Goal |
Transcribe every entry below word for word, but skip the pictures.
-- Start Data provided --
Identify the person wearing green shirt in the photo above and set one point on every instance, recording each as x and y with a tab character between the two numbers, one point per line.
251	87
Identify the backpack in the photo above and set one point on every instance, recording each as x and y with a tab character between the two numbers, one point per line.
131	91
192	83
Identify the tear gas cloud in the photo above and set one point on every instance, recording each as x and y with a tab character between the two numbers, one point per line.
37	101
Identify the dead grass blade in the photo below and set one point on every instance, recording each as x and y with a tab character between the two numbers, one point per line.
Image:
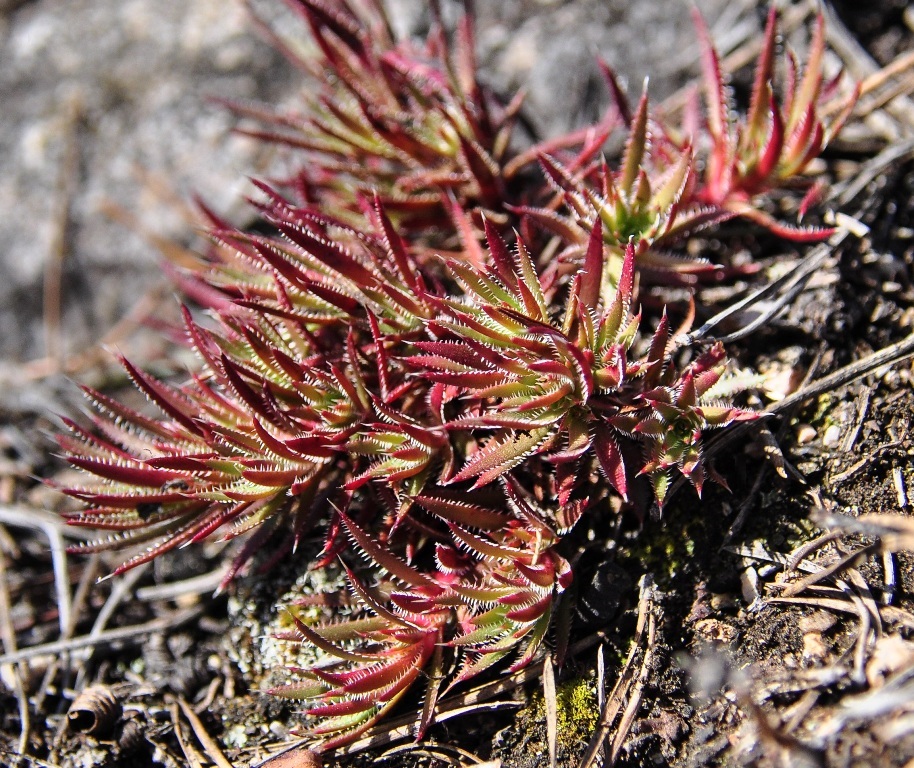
626	682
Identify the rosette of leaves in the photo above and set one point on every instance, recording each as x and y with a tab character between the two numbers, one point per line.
773	144
406	120
454	424
667	188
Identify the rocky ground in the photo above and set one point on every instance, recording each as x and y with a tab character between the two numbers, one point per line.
754	627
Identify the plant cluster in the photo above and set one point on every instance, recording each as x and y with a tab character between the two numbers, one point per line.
430	351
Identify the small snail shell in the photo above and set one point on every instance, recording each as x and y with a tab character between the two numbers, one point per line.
95	711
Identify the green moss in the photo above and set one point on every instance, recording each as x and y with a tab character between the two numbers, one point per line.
665	550
576	710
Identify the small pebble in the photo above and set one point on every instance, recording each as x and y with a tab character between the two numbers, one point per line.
832	436
805	434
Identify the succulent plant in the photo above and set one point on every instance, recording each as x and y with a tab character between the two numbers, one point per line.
445	414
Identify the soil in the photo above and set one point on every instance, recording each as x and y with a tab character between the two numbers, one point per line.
737	662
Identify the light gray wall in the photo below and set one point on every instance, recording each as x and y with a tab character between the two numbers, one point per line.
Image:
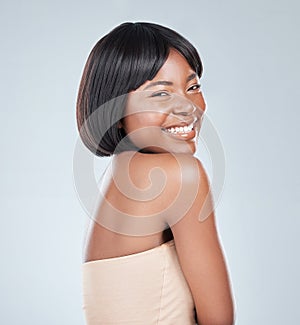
250	51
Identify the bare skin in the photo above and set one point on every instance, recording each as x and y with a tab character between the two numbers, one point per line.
178	192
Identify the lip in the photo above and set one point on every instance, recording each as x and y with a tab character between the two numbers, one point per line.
183	135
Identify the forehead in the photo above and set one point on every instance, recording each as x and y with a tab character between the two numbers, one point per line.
175	65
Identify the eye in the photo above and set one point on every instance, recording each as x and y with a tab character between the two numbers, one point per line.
195	87
160	94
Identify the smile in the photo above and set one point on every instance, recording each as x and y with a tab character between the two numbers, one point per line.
186	131
180	129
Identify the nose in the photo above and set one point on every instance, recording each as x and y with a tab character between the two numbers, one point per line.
183	106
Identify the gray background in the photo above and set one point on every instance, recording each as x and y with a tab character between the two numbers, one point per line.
250	51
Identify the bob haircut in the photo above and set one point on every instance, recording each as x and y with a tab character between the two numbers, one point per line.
119	63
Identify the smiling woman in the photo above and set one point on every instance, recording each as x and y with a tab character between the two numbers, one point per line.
152	253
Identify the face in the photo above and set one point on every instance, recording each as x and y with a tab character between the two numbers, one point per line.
165	114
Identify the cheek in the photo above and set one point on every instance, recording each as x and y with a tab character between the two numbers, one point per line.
137	121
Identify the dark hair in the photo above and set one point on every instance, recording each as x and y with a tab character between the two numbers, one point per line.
120	62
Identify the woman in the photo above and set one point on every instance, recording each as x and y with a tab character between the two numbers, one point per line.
152	253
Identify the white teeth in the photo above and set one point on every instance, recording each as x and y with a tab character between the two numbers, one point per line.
181	129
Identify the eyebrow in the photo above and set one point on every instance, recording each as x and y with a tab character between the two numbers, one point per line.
169	83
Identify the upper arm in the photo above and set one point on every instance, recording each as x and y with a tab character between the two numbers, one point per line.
199	250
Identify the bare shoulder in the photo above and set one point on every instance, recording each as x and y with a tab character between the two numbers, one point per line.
175	168
198	247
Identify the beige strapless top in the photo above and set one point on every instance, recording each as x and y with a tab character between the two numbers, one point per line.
144	288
-- End Data provided --
Solution to this problem |
Identify the person wearing green shirt in the photo above and set one point on every instance, recording each as x and y with a tab character between the two numbers, one point per line.
251	87
Identify the backpack in the photo above and set one point on every instance, recording each as x and y with a tab character between the two numbers, one point per line.
131	91
192	83
Identify the tear gas cloud in the photo above and set one point on every instance, recording each as x and y with a tab character between the two numbers, one point per line.
37	101
Identify the dead grass blade in the photo below and set one point on every instance, recording each as x and y with a tab character between the two numbers, one point per line.
Image:
626	682
Identify the rosette of leaves in the photo above and set one point on every instance, recording each as x and y with a tab character between the two numbers, one point per line.
773	144
406	120
454	424
667	188
Identify the rocky ground in the photo above and set one point on every instance, recording each as x and y with a tab character between the two numbers, one point per line.
754	627
Identify the plant cluster in the photo above and set one point on every instance, recording each as x and y with a tab character between the two numbers, one point per line.
430	351
Identify the small snail shell in the photo above and set one point on every instance, recording each as x and y with a tab character between the two numbers, one point per line.
95	711
Identify the green moss in the photo above and set one point on every instance, recording each as x and y with a tab character between the two numbers, one point per line.
665	550
576	710
Identify the small pebble in the photo above and set one point on every instance, recording each as x and y with a tab character between the two numbers, one point per line.
832	436
805	434
Identify the succulent plant in the photo above and set one point on every instance, recording each as x and y with a tab character between the two numbers, one point per line.
445	414
Identify the soil in the photo above and set one point on every instance, recording each as x and y with a tab character between the two numbers, one point per line.
737	662
Identify the light gray wall in the photo below and set one point on every instance, recording each as x and y with a tab character between the two numbers, one point per line.
Image:
250	51
Identify the bare skin in the photo above and set one point on every instance, recording each as x and y with a tab character between the two numbers, one point per line.
178	192
Identify the lip in the photo above and set one point on every instance, recording each as x and y with a tab character between the two numbers, one point per line.
183	135
Identify the forehead in the photo above and set one point on every instance, recording each as x and y with a tab character between the two numbers, one point per line.
175	65
Identify the eye in the photo above and set one point on every instance, recording each as x and y with a tab character between the two numbers, one point per line.
195	87
160	94
Identify the smile in the photo above and set one point on every instance, recording each as x and y with a tab character between the two numbers, one point per line.
186	131
180	129
Identify the nose in the photo above and set one point on every instance, recording each as x and y with a tab character between the two numbers, one point per line.
183	106
Identify the gray background in the photo above and set one point on every instance, recording each as x and y with a tab character between the two numbers, one point per line.
250	51
Identify the bob haircut in the photo above and set one point on every instance, recording each as x and y with a tab character between the two numbers, one point per line.
119	63
Identify the smiling woman in the photo above and set one point on every instance, recording each as x and y with a tab character between the two numbers, one point per line.
152	253
Identify the face in the photo above and set one point on every instance, recording each as x and y with a tab character between the two numbers, one point per line.
165	114
Identify the cheek in the photo above and set one point on every instance, recording each as x and y with a tab character between the two numbers, one point per line.
137	121
Identify the dark hair in the photo above and set one point on every instance, recording each as x and y with a tab character between the two numbers, one point per line.
120	62
Identify the woman in the photo above and set one point on every instance, recording each as x and y with a tab character between the two numbers, one point per line.
152	253
Identify the white teeth in the photo above and set one point on every instance, recording each as x and y with a tab character between the two numbers, one point per line.
181	129
Identify the eyebrow in the photo above and set one point on every instance, recording each as x and y with a tab character between the two numbers, one point per line.
169	83
Identify the upper arm in the photo above and set one point on every instance, recording each as x and y with a tab character between the two numbers, one point per line.
199	250
Identify the bare shoulder in the photo above and set one point on every instance, recording each as x and y with a tab character between the two numbers, one point per line.
175	168
198	247
Identify the beige strapless top in the photo above and set one point on every instance, recording each as x and y with a tab character between the two numbers, one point per line.
144	288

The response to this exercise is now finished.